EXERCISE GOAL
Look below for the line containing "Target: daffodil petal"; from there through the line containing "Question. Locate the wooden", both lines included, please set down each line exactly and nothing else.
BEGIN DATA PROVIDED
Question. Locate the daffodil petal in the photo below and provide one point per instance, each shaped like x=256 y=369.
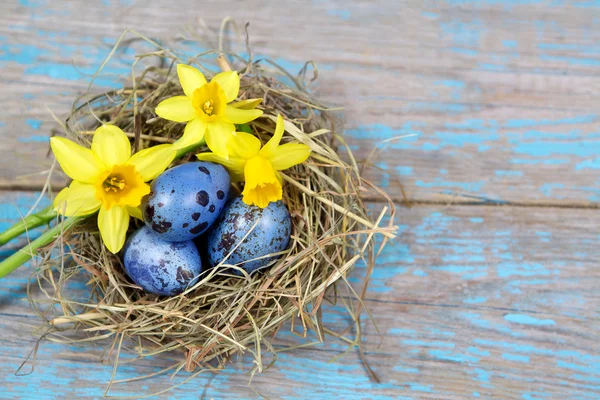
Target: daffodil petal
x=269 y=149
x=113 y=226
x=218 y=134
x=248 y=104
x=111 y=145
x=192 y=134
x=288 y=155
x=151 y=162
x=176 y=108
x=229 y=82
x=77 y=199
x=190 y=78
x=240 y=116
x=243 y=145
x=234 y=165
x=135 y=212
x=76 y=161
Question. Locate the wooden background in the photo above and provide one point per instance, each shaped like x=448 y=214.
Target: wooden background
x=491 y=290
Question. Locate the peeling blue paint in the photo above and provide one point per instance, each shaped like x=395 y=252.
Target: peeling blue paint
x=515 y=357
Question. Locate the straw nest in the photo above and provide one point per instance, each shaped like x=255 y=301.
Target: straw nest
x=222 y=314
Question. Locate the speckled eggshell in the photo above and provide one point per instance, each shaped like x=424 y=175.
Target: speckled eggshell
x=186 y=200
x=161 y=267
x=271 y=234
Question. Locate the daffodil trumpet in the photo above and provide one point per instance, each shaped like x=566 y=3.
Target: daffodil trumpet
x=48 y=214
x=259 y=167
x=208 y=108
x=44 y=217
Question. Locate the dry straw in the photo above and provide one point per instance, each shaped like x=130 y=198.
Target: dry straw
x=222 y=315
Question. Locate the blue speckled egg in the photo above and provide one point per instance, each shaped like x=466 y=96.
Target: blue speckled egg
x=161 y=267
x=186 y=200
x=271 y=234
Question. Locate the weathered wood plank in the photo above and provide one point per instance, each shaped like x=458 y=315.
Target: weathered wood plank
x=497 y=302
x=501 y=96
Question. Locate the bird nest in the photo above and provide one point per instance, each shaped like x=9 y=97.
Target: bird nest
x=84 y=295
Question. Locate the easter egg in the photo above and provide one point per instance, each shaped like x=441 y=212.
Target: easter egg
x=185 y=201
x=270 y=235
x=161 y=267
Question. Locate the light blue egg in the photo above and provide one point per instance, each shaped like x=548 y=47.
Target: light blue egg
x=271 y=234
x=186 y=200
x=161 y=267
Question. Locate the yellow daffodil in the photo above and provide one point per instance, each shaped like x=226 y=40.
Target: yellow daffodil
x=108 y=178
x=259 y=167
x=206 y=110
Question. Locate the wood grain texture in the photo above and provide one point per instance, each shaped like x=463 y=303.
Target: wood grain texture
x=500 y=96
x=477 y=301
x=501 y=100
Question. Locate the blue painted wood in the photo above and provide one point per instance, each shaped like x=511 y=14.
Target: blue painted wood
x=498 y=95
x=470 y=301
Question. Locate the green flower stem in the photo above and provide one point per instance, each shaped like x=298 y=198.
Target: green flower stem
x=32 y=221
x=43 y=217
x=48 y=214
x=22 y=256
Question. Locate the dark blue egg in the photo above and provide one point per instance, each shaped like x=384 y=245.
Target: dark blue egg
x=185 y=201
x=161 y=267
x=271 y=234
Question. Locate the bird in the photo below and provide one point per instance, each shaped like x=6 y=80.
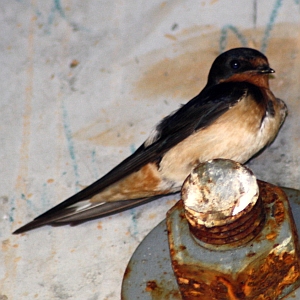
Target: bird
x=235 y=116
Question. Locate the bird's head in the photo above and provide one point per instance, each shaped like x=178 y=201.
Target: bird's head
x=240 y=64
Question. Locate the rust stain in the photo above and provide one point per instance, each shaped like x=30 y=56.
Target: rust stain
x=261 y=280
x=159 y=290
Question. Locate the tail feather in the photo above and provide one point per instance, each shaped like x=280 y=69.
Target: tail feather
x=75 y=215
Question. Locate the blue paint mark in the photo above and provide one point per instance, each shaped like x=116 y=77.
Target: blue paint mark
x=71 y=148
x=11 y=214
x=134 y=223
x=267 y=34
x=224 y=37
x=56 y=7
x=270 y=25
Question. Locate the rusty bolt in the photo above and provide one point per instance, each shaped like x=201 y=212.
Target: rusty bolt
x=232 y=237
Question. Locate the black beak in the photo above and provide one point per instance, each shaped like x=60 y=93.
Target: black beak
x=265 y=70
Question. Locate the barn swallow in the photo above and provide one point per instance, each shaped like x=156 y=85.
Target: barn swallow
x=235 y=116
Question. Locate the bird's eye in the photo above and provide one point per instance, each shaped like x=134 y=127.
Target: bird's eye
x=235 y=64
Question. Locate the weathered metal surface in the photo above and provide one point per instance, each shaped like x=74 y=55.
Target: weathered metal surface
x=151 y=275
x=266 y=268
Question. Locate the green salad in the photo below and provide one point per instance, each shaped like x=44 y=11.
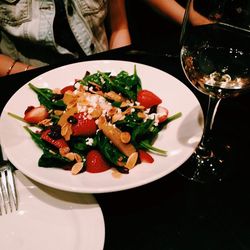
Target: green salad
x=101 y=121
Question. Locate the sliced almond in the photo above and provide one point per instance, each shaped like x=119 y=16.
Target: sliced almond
END DATA PROVIDED
RESPONSE
Target: daffodil petal
x=269 y=149
x=113 y=226
x=218 y=134
x=248 y=104
x=111 y=145
x=192 y=134
x=288 y=155
x=151 y=162
x=176 y=108
x=229 y=82
x=77 y=199
x=190 y=78
x=240 y=116
x=243 y=145
x=234 y=165
x=135 y=212
x=76 y=161
Question. Locate the wooden background in the photo above and provide one point per instance, each shaped like x=448 y=214.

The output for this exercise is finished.